*Aim*
Extend the passage about the Tahiti Apparel "financing default" claim, picking up after its final sentence.

━━ Document segment ━━

The Company also announced that it has received a letter dated August 21,
2000 from Messrs. Zvi Ben-Haim and Michael Harary, formerly shareholders of
Tahiti Apparel, Inc. and presently Directors of the Company and the
President and Executive Vice President of the Company, respectively,
alleging that a "financing default" has occurred under the Asset Purchase
Agreement whereby the Company acquired the business and assets of Tahiti
Apparel, Inc. in March 1999. Specifically, Messrs. Ben-Haim and Harary
allege that the Company has failed to provide sufficient financing to
finance the sales of its Tahiti Apparel division to the level called for by
the Asset Purchase Agreement. The Asset Purchase Agreement provides that in
the event of such a "financing default", these former stockholders of
Tahiti Apparel have the option to purchase the assets of Tahiti Apparel as
they presently exist within Signal by tendering shares of the Company's
Common Stock received in the initial acquisition of the assets and business
of Tahiti Apparel and assuming the liabilities of the Tahiti Apparel
division incurred in the ordinary course. By their August 21 letter,
Messrs. Ben-Haim and Harary purport to exercise this option. The Company is
presently determining whether or not a "financing default" has occurred.

━━━
━━ Source data ━━

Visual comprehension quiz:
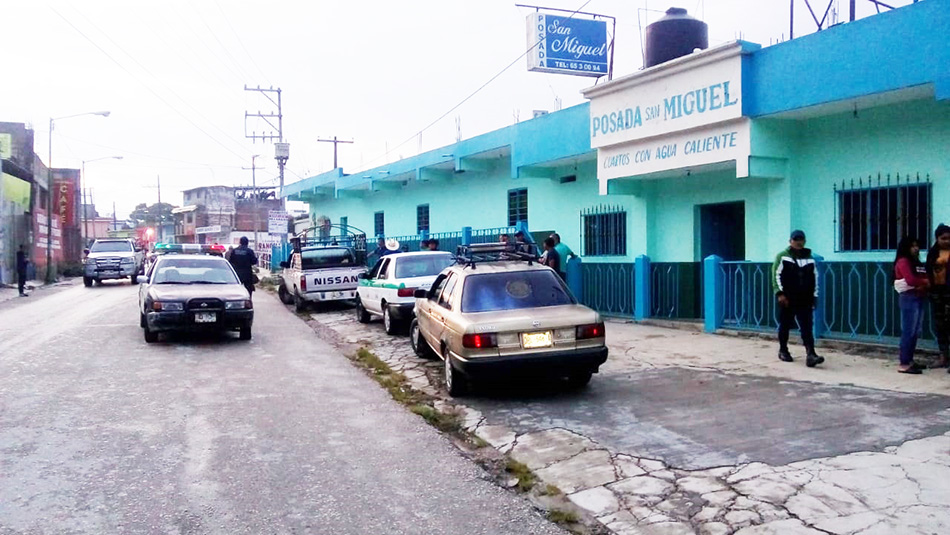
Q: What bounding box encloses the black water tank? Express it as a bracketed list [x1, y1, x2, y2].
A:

━━━

*Result of the exercise*
The Company also continues to be in default under its $5 million of 5%
convertible debentures placed with two institutional investment groups as a
result of the previously announced delisting of the Company's Common Stock
from the New York Stock Exchange as of June 8, 2000. The holders of the
debentures have not provided notice to the Company of any intent to
accelerate repayment of the debentures.
The Company is presently exploring a number of alternatives with respect to
the above matters.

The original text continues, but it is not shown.